§ Prompt:
Rewrite the entries from the line with "of the purple" to the line with "x=238, y=405", both lines included, leaving every other line unchanged and offsetting each answer coordinate by -3.

(begin)

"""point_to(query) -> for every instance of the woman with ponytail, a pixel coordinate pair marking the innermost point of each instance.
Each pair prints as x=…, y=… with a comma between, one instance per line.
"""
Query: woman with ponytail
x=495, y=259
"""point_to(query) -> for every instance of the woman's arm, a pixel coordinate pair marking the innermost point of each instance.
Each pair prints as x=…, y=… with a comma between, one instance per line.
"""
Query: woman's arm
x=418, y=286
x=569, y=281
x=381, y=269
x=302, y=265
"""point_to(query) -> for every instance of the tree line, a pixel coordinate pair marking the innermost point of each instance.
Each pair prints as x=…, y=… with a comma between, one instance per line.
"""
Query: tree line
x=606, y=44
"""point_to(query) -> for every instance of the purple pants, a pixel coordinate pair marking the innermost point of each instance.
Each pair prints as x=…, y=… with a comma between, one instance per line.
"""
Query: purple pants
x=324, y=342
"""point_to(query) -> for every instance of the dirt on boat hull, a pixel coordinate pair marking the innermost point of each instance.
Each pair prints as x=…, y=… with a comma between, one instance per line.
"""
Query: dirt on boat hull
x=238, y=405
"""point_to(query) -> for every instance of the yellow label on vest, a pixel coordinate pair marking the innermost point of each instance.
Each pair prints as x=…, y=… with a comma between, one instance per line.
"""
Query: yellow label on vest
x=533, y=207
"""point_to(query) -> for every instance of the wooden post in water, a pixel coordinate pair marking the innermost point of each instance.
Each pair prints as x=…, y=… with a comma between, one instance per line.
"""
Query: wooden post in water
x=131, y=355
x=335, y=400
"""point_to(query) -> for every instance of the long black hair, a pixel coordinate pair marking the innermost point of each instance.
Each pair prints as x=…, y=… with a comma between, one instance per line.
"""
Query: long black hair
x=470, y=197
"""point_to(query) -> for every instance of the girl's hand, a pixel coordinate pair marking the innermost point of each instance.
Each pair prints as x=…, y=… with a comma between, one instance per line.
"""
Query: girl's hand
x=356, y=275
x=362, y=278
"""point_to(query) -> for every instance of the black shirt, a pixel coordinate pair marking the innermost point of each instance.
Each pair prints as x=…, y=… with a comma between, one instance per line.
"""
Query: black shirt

(end)

§ Correct response:
"""point_to(query) -> for every instance of the purple pants, a pixel coordinate pair marking the innermost point of each instance.
Each pair prints as x=…, y=… with a comma between, one instance per line.
"""
Query: purple pants
x=321, y=339
"""point_to(query) -> for every instance of the dirt on boat hull, a pixel coordinate pair marking the innermost point of each instance.
Each pair prints as x=…, y=… with a comma between, one instance per line.
"""
Query: dirt on boat hull
x=235, y=402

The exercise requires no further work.